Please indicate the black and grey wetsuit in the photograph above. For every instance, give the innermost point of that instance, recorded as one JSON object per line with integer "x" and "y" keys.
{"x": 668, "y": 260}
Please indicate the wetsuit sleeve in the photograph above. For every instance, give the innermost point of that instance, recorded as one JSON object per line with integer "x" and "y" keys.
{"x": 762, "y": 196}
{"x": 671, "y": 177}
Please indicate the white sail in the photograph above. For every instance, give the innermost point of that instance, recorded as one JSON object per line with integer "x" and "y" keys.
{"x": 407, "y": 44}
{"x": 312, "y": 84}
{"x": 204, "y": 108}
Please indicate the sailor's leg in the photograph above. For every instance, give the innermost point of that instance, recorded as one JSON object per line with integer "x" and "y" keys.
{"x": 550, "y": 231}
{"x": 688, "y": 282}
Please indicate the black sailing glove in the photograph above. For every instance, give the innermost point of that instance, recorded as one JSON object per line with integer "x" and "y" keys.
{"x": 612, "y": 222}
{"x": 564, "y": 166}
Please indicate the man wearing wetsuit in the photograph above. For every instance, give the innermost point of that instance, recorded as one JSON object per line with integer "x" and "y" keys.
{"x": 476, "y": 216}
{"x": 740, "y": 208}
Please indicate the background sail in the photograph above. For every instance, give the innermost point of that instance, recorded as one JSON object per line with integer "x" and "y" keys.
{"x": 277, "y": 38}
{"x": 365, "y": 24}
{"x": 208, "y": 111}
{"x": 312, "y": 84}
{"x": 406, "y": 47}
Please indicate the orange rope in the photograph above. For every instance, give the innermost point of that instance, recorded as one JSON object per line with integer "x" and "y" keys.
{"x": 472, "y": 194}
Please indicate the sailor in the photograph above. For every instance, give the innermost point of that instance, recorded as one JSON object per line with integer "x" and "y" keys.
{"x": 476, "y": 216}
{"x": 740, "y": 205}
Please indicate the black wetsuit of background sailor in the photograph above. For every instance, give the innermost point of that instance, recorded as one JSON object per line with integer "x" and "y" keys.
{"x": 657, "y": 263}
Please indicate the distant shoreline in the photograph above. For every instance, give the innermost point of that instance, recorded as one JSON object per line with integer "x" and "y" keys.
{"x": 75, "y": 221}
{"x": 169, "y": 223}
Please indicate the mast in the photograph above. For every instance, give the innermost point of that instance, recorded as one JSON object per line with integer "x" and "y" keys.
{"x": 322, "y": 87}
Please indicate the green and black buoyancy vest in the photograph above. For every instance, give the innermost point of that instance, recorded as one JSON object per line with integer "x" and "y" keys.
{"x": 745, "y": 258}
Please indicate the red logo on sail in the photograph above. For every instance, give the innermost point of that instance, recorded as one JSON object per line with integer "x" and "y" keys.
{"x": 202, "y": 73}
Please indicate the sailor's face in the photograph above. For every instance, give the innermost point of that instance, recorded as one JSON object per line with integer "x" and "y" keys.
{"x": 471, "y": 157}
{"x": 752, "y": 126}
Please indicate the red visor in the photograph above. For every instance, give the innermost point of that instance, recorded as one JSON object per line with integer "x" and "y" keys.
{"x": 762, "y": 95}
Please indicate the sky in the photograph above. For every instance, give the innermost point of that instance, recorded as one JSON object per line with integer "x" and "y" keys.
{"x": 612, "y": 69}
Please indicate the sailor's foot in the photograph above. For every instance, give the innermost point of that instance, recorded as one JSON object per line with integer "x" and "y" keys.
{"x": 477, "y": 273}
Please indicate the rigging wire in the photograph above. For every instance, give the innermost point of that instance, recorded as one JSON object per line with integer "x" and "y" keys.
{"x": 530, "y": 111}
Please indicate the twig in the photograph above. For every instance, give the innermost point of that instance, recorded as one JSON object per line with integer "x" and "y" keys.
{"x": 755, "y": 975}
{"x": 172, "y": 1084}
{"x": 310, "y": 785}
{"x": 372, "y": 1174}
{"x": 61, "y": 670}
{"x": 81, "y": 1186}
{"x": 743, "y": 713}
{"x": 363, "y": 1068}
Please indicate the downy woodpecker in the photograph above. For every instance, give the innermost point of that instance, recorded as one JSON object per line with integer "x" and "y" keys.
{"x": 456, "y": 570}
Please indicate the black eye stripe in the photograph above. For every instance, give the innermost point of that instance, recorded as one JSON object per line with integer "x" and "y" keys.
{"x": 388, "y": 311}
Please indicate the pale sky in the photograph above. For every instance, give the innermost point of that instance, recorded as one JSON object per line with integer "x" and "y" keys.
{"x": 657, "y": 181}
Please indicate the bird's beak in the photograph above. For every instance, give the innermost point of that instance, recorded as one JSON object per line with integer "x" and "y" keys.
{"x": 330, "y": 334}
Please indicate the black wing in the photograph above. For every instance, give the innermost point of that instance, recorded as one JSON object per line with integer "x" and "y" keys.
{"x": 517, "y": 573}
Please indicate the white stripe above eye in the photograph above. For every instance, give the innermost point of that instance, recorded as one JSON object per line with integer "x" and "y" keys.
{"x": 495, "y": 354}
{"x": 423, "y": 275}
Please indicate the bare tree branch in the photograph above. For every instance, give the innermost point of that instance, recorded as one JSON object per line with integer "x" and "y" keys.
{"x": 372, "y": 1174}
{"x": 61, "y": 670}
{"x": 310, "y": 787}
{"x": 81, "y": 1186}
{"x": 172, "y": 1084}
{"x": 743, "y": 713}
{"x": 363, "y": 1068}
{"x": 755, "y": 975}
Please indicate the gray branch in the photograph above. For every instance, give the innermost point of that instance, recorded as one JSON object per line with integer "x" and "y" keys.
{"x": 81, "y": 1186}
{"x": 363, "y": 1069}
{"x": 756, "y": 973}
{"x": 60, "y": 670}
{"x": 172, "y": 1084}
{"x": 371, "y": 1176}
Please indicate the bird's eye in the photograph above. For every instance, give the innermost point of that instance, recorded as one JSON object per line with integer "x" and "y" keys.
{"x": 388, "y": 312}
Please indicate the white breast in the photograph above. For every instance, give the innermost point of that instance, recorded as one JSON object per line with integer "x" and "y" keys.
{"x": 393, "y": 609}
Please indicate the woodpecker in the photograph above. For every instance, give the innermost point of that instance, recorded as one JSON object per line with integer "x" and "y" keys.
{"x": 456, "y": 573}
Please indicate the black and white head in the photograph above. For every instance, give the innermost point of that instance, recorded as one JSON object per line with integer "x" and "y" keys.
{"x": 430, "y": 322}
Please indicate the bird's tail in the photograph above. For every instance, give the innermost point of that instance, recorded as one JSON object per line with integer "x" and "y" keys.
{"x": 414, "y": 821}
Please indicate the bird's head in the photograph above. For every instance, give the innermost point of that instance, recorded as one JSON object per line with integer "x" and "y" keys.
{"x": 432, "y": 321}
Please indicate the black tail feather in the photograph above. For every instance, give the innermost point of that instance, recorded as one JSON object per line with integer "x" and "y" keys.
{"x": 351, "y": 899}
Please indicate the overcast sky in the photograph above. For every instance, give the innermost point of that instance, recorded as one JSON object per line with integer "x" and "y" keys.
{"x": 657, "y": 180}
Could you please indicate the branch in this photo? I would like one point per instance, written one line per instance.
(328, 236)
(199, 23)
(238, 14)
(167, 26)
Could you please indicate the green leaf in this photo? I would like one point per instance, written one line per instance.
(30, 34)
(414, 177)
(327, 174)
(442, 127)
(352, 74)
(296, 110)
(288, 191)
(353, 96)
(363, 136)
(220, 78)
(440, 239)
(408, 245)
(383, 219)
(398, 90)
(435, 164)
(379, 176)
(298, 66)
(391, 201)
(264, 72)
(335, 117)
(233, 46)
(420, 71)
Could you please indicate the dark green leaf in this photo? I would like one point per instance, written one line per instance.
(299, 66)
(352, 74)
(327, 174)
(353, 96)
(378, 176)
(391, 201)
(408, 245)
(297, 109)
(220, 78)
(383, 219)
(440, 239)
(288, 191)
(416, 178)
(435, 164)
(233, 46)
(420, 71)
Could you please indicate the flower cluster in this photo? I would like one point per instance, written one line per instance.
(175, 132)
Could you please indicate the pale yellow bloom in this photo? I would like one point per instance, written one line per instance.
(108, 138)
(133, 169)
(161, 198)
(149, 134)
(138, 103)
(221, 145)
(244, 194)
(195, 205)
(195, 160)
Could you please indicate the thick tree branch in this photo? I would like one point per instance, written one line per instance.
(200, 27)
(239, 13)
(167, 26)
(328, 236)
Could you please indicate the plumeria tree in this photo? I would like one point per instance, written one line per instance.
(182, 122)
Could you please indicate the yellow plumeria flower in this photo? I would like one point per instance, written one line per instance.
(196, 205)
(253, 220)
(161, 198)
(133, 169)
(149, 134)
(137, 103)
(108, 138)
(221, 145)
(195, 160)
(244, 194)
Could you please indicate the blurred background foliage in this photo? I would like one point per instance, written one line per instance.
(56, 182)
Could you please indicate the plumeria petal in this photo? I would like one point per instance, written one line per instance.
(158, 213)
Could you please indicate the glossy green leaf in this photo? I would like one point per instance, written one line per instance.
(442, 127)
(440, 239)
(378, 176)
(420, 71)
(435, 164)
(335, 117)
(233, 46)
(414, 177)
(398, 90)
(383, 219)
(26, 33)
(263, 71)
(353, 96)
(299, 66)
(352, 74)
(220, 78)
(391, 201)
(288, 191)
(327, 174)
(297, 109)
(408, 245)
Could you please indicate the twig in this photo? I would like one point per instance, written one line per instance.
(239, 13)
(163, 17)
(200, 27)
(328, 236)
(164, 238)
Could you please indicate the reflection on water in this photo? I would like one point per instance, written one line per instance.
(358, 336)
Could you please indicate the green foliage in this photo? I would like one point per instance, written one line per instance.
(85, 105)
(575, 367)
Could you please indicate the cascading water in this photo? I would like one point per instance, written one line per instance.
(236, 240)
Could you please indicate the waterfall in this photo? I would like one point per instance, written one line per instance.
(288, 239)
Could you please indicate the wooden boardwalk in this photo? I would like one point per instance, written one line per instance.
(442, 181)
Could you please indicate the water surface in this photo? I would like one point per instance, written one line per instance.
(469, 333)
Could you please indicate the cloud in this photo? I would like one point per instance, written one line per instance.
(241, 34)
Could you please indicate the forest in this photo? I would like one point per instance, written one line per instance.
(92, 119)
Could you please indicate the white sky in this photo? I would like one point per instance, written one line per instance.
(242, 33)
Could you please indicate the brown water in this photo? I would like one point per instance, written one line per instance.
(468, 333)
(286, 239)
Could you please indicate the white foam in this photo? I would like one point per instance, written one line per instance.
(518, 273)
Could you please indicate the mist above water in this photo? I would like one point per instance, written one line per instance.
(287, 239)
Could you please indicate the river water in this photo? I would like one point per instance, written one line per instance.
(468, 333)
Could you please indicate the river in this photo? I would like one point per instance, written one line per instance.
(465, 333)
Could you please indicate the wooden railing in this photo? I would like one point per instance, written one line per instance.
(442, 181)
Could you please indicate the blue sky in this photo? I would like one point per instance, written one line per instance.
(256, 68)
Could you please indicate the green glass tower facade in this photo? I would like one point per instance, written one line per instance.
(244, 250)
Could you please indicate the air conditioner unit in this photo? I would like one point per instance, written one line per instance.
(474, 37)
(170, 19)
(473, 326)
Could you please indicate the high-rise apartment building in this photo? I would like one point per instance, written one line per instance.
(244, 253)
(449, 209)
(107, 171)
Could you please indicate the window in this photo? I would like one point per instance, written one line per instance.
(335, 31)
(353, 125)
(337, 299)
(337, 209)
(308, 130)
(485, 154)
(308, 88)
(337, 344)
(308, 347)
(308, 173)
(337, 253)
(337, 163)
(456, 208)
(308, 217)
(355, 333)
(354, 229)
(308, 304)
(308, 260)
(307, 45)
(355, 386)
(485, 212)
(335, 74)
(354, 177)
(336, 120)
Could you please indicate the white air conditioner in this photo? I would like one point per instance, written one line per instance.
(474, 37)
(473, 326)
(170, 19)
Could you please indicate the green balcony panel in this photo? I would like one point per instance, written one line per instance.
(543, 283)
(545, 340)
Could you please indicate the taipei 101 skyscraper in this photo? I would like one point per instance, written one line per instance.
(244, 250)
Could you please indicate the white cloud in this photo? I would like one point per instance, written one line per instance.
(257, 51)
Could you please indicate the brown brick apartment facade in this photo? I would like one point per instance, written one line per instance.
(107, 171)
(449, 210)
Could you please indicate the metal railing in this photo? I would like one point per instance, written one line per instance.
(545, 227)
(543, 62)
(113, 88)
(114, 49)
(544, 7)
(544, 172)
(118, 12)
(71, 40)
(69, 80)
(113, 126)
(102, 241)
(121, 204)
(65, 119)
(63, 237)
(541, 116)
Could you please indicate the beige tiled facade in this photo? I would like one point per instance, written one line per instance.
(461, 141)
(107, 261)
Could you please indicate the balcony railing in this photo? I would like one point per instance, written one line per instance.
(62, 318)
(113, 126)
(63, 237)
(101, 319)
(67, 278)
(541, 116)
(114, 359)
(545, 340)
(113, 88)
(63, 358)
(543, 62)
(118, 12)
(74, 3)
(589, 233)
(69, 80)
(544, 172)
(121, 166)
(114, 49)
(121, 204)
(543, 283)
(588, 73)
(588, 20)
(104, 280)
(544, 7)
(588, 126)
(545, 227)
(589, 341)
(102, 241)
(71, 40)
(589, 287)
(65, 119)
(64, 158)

--- --- ---

** Exercise requirements **
The lines to write out run from the one with "Could you please indicate the beige" through the end of the records. Give them exactly, and only them.

** Task answer **
Could you please indicate the beige tiled facade in this photo? I would like one point per instance, written one line per instance.
(461, 141)
(107, 261)
Could you please indicate the balcony railing in this photo? I would like one point per instance, written one line per instance.
(62, 318)
(113, 126)
(63, 237)
(101, 319)
(67, 278)
(541, 116)
(114, 359)
(545, 340)
(113, 88)
(63, 358)
(543, 62)
(118, 12)
(74, 3)
(589, 233)
(69, 80)
(544, 172)
(121, 166)
(114, 49)
(121, 204)
(543, 283)
(588, 73)
(588, 20)
(104, 280)
(544, 7)
(588, 126)
(545, 227)
(589, 341)
(102, 241)
(71, 40)
(589, 287)
(65, 119)
(64, 158)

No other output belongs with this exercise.